-- Opening Marker --

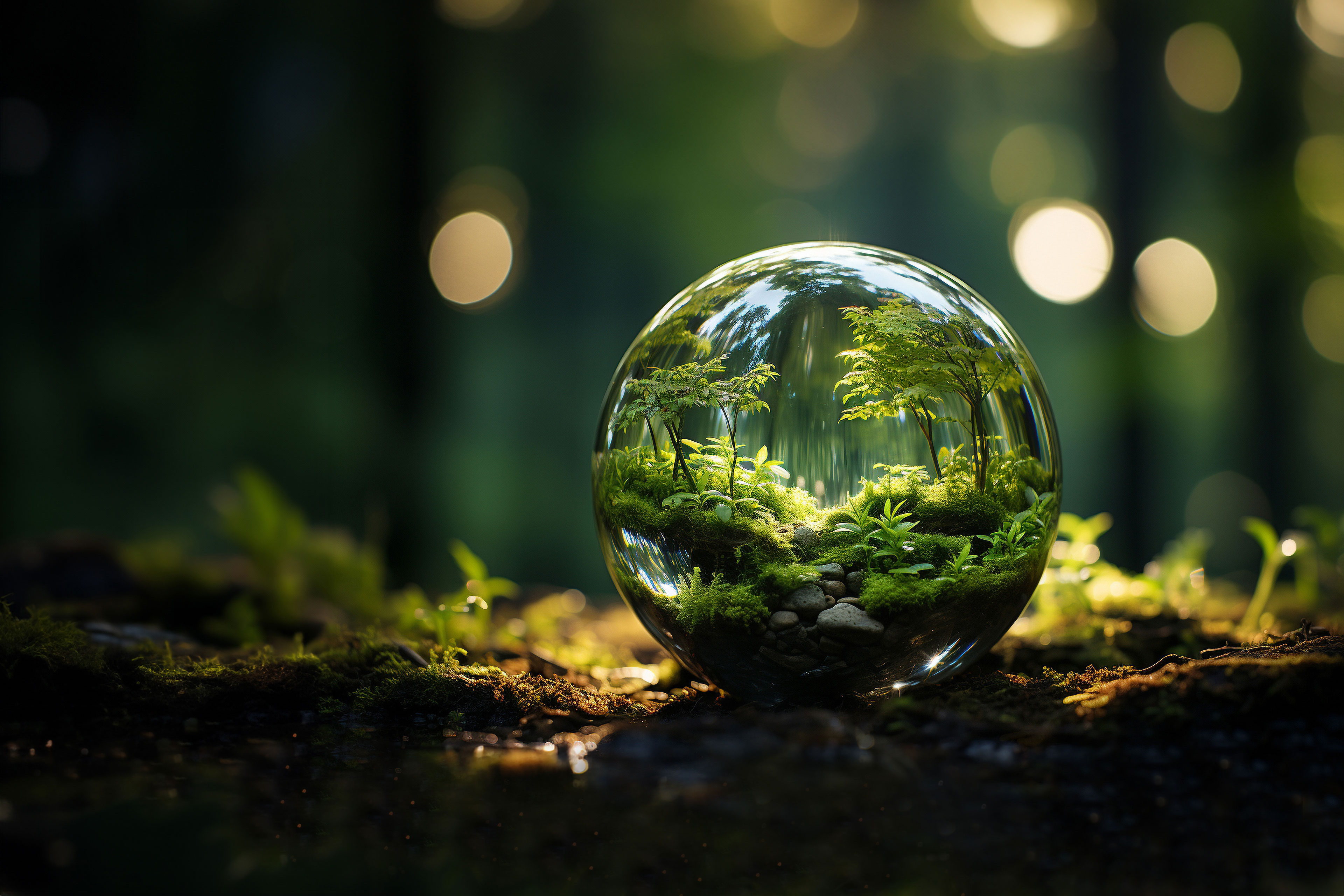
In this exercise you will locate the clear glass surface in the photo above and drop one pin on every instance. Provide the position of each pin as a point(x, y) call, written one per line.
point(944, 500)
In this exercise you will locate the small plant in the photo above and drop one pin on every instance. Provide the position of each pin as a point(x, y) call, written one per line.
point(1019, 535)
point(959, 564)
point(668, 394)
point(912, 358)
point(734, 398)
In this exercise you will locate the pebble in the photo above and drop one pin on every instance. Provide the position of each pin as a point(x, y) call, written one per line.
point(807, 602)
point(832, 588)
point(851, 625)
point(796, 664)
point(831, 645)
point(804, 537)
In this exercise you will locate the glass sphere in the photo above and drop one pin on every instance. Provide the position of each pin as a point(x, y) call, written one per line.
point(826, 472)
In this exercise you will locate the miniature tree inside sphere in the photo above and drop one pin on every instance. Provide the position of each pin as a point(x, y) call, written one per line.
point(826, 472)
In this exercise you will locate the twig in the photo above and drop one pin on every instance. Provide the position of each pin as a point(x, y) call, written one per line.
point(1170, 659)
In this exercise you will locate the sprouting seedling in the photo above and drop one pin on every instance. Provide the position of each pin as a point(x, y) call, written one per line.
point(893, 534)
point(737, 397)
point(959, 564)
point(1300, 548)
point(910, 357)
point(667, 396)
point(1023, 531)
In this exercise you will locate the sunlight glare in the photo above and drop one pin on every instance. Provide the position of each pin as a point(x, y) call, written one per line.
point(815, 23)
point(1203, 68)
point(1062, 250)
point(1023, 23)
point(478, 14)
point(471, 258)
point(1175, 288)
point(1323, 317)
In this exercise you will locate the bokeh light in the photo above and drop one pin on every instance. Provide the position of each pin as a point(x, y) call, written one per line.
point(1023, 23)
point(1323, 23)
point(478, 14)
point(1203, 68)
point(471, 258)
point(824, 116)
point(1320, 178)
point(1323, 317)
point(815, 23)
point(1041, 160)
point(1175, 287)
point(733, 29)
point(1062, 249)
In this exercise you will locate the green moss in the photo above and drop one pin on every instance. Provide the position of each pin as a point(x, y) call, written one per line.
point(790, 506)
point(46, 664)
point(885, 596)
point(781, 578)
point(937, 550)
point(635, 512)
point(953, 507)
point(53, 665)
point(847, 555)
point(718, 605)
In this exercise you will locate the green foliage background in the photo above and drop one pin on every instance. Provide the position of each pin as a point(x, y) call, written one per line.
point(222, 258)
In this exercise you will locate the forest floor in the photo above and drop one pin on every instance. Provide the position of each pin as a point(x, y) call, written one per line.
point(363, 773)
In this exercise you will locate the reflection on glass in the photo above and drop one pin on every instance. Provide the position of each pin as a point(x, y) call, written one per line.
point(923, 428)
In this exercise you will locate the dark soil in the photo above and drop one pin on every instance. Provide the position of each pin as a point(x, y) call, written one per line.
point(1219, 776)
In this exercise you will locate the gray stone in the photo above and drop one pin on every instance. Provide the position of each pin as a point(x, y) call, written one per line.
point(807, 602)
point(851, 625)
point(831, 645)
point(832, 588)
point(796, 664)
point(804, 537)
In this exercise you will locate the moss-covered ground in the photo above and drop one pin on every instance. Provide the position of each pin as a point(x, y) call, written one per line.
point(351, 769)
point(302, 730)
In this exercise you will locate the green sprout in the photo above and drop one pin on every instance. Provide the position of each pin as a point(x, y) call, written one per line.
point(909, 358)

-- Closing Marker --

*Task item*. Retype the whole of the data verbatim. Skip every picture.

*Response to the exercise*.
In this exercise you will locate the clear glass surface in the photo above and drop one pin on every instance. Provide the position of each pin as a point(x, y) call, written one per line.
point(944, 500)
In this exercise you will locate the small plant in the photo above and drop one pin on every instance. Provide the position of each pin as a point(x, y) call, written one per line.
point(1019, 535)
point(959, 564)
point(668, 394)
point(912, 358)
point(734, 398)
In this exercise you will locate the pebble in the photo above and drop one pin on every instance. Provide the position of each pin as a point(x, y) call, written one per line.
point(807, 602)
point(832, 588)
point(851, 625)
point(796, 664)
point(831, 645)
point(804, 537)
In this exercise you will locate the glass sphere in the photo above and drop one pin on every instance. Provide the position of each pin as a point(x, y) call, written one per line.
point(826, 472)
In this exercise you will locate the miniature tree inside sphere in the photo above and drop one pin on every instance. Provide the position of each pin as a point(x, y) call, written one per line.
point(826, 472)
In this exercise you will locate the twig in the photo above and drop one pin on every instance. Provide the position of each pin as a point(x, y) call, written one per line.
point(1170, 659)
In this exercise you will locate the sprouting seedling in the photo above and drop one pin on every instance. Provide the position of each pin as a point(x, y) call, written one per line.
point(893, 534)
point(737, 397)
point(959, 564)
point(1300, 548)
point(910, 357)
point(667, 396)
point(1023, 531)
In this exercise you will locate the sunlight glare in the photo above and drop one pin on every instance. Provide the position of each pin as a point(x, y) call, written one per line.
point(815, 23)
point(1203, 68)
point(1062, 250)
point(1023, 23)
point(478, 14)
point(471, 258)
point(1175, 288)
point(1323, 317)
In this exercise you will locate the bokeh light in the photo above and drop one pin on every instance. Provide the position of each pin as a point(x, y) call, written one per line.
point(1023, 23)
point(1323, 23)
point(478, 14)
point(1203, 68)
point(471, 258)
point(824, 116)
point(1320, 178)
point(1323, 317)
point(815, 23)
point(1041, 160)
point(1175, 287)
point(733, 29)
point(1062, 249)
In this exercise you will locate the green moss in the photo above and drop one pin on every instance. Provide the position of each pin as a point(x, y) call, written one per line.
point(790, 506)
point(46, 664)
point(885, 596)
point(781, 578)
point(937, 550)
point(635, 512)
point(953, 507)
point(53, 665)
point(847, 555)
point(718, 605)
In this exercise you will locate the green foliage background in the photo above and drop one pin on every instance. Provide the position of each pin as a point(x, y) call, written one per line.
point(222, 258)
In this exercise you will locate the forest floor in the photo above and drop one pin on every instance. Provide the position of each pin as a point(x, y) call, written one per line.
point(363, 773)
In this exercise you will locate the reflection on glass in the photo above and drop one pin on every instance. Provide the position of each pin as a point(x, y) call, written one per line.
point(923, 428)
In this exercise you will locate the dark soil in the photo above and drop one pin on every instance. Provide the position of each pin as a point(x, y) call, written one per line.
point(1219, 776)
In this exercise you will locate the gray stone in the photo above and drop one pin on every instance. Provide the position of each pin as a point(x, y) call, written one per line.
point(807, 602)
point(851, 625)
point(831, 645)
point(832, 588)
point(796, 664)
point(804, 537)
In this exercise you will locate the moss-covered ground in the photo above and drop one pin on every instance. Provide the position of each pin as a point(x, y) call, written one per line.
point(351, 769)
point(302, 730)
In this exercise you will locate the green sprout in the photo above and drop one pin on every instance. Provide the position of each pin as a point(x, y) call, written one per line.
point(909, 358)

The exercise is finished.